## EXERCISE
The copy you print must match the listing exactly, with its pictures removed.

## GIVEN RECORDS

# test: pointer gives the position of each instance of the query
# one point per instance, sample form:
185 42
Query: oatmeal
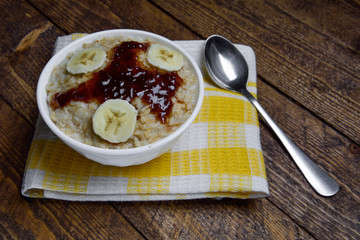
163 99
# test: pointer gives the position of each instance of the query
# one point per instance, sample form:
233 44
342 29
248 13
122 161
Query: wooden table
308 63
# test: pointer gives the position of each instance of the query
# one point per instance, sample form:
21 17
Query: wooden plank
210 219
24 218
334 217
27 46
95 16
319 73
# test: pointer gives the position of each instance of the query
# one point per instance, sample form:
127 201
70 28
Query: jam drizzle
124 78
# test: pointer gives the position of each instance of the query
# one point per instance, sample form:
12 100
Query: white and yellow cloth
219 156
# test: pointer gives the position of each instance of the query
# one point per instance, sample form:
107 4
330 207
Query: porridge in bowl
121 93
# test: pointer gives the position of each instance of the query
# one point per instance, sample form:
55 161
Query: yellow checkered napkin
219 156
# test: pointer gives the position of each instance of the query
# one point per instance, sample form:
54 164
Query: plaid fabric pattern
219 156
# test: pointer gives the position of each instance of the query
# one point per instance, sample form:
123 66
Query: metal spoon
228 68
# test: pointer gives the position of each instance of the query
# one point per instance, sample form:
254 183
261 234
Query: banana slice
86 60
165 58
115 120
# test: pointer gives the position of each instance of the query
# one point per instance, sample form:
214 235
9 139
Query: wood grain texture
27 46
24 218
308 65
110 14
211 219
317 70
326 147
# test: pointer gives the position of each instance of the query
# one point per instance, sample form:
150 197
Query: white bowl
115 157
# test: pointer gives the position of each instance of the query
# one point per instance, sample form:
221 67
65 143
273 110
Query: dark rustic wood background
308 63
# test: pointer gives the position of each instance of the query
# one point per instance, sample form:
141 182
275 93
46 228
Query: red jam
124 78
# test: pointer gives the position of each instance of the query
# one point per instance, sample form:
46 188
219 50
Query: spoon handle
318 179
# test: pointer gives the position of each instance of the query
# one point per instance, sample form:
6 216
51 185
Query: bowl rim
41 94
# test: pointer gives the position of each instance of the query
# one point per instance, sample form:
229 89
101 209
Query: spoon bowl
228 69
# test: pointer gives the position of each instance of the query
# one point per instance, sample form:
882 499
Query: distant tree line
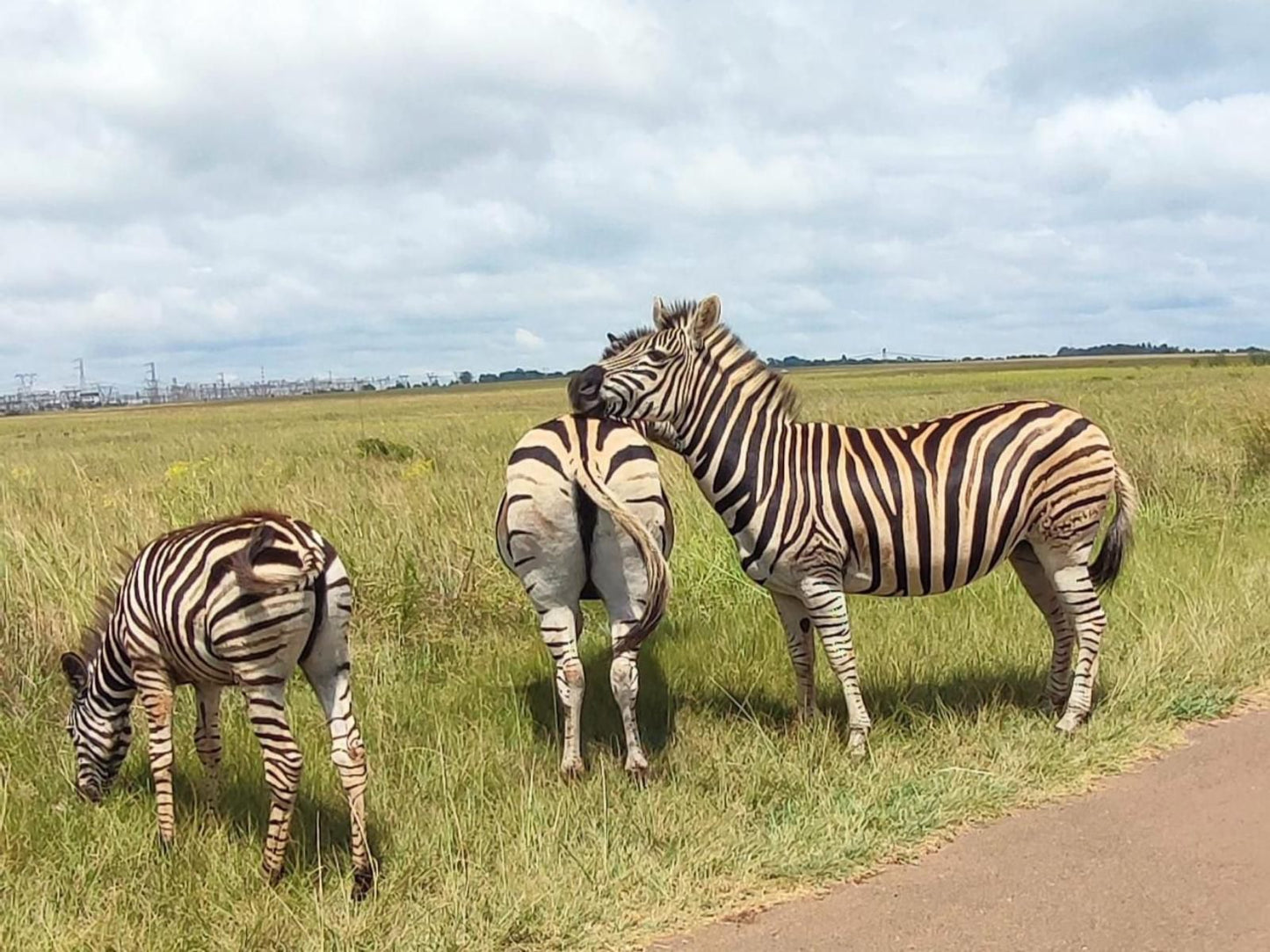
793 361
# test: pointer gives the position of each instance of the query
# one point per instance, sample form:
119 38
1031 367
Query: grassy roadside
482 844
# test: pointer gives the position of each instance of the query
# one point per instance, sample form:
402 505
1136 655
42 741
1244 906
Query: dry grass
482 844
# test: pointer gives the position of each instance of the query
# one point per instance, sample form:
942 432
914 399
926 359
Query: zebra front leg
799 635
156 697
560 627
283 763
1032 573
827 607
624 679
328 672
207 736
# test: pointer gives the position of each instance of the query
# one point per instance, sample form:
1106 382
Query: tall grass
482 844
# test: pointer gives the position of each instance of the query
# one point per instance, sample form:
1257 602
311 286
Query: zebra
571 484
819 511
233 601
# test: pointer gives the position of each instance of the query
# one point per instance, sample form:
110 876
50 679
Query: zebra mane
785 398
729 345
620 342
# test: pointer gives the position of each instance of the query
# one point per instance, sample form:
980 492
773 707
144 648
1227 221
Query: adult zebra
236 601
819 510
577 521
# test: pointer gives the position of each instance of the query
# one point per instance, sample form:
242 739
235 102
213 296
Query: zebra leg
624 679
1079 600
283 763
207 735
156 698
560 627
799 636
827 607
1032 573
328 672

## SOLUTION
# test: pointer gives the position of each instance of the query
# one point per instance, sample form:
185 42
Query: oatmeal
163 99
# test: pointer gives the position of each instance of the query
# one point per instance, sample form:
233 44
342 29
248 13
122 161
Query: wooden table
308 63
# test: pointer gives the position of each instance of the query
# one point per instance, sample form:
21 17
Query: wooden plank
210 219
24 218
334 217
27 46
95 16
319 73
# test: pointer gives the position of each instance of the query
# one point per instance, sample form:
127 201
70 28
Query: jam drizzle
124 78
# test: pointer gives the position of each instance of the query
# one point per instance, sample form:
12 100
Query: white and yellow cloth
219 156
# test: pointer gives the position of each instance of the query
# one point per instance, sample form:
107 4
330 207
Query: porridge in bowl
121 93
# test: pointer gives the position of each instance of the query
# one point per instance, sample form:
55 161
Query: yellow checkered napkin
219 156
# test: pointer gives the position of each instance of the query
# one point per instance, sample form:
54 164
Query: plaid fabric pattern
219 156
# test: pointer gives the position of each instance of the query
# one point per instance, sample form:
123 66
Query: metal spoon
228 68
# test: pointer gives the position of each instance of the query
# one point per instance, sample form:
254 183
261 234
Query: banana slice
86 60
165 58
115 120
# test: pointer gives the position of each instance of the query
# one point per instance, sample form:
214 235
9 139
Query: wood grain texture
27 46
24 218
308 65
110 14
211 219
317 70
326 147
# test: pointer gives the position of each instance of the query
# one point per instance, sample form:
150 197
Query: white bowl
115 157
# test: pointer gives the position of each instance of the query
# one point per instance, sample form:
221 67
65 143
273 110
Query: dark rustic wood background
308 63
# test: pointer gives the position of each instance of the query
# one point per instance, sample form:
141 182
275 93
46 228
Query: red jam
124 78
# test: pointer gives the position of each instance of the query
# one point per instance, sample form:
46 188
219 50
Query: spoon handle
318 179
# test: pointer gives the position of each instance of the query
# one point per instance, sample form:
6 216
51 185
Query: bowl rim
41 94
# test: pointer gives the position of each instance of the query
# one point per instance, sample form:
229 89
101 209
Query: spoon bowl
228 69
# test: pointer gives the position of each instance of the query
# one point per instance, sample form:
882 499
Query: distant tree line
793 361
# test: pointer gives the position of each instance of the query
# one point per instance, sample form:
119 38
1031 367
Query: grassy roadside
482 844
# test: pointer gives the position of each instance of the query
# one point per instance, sample form:
402 505
1136 655
42 741
1244 906
Query: dry grass
482 844
# test: pointer gives the position of each instance of the query
# one point per instance, sample form:
942 432
914 399
926 359
Query: zebra front leg
799 635
156 697
560 627
283 763
1032 573
827 607
624 679
328 672
207 736
# test: pointer gives the position of each instance of the query
# one point per instance, sample form:
1106 382
Query: tall grass
482 844
# test: pointer gives the position of each instance of the query
# one point per instance, sample form:
1257 602
311 286
Query: zebra
571 484
819 511
233 601
# test: pointer gives the position of each instance of the query
# one point per instance, sample form:
110 876
50 679
Query: zebra mane
785 398
729 345
620 342
# test: pointer gives the position of each instance of the query
# one point per instance, sample form:
980 492
773 707
144 648
1227 221
Query: adult zebra
236 601
819 510
577 521
# test: pointer gives the position of each instance of the query
# one point per instance, sample form:
242 739
235 102
213 296
Query: zebra leg
624 679
1079 600
283 763
207 735
156 698
560 627
799 636
827 607
1032 573
328 672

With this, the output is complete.